• EXERCISE BRIEF
Recast everything from the line containing "Could you point out the blurred" down to the line containing "<point>832,107</point>" as a numbered list, leaving out blank lines. Include both end lines and nothing outside that span.

[Records]
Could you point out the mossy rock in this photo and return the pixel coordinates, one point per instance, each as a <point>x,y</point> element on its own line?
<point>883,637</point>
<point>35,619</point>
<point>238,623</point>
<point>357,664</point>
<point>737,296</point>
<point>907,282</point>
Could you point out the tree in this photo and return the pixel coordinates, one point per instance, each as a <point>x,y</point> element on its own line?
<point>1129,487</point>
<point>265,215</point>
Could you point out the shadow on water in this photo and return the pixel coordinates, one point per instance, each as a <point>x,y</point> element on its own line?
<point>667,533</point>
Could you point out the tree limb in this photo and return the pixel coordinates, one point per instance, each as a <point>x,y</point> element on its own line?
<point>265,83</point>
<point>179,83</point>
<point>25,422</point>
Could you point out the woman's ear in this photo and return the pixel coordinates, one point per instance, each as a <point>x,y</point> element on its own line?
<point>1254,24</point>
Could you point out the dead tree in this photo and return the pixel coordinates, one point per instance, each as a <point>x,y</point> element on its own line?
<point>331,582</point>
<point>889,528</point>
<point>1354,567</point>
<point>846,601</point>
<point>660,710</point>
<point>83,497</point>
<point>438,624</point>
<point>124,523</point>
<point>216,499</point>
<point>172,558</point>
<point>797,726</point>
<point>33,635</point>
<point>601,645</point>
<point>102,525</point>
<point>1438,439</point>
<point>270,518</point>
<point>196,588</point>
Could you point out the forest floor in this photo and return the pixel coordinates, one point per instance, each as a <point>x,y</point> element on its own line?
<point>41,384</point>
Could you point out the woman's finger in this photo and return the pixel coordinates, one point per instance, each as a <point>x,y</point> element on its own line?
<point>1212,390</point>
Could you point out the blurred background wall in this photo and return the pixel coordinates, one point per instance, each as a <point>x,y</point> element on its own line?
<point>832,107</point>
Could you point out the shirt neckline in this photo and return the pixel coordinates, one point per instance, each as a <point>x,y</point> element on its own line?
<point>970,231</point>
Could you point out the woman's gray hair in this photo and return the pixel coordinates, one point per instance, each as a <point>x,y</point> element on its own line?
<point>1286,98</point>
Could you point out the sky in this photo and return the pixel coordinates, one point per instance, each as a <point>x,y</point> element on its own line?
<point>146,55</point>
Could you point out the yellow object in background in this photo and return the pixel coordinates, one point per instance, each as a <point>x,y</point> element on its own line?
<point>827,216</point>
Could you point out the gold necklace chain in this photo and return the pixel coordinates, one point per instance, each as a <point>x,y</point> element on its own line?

• OUTPUT FOR THIS EXERCISE
1. Could you point out the blurred background wall in this photo and return the pixel coordinates, one point per instance, each as a <point>x,y</point> element on its own line?
2. <point>832,107</point>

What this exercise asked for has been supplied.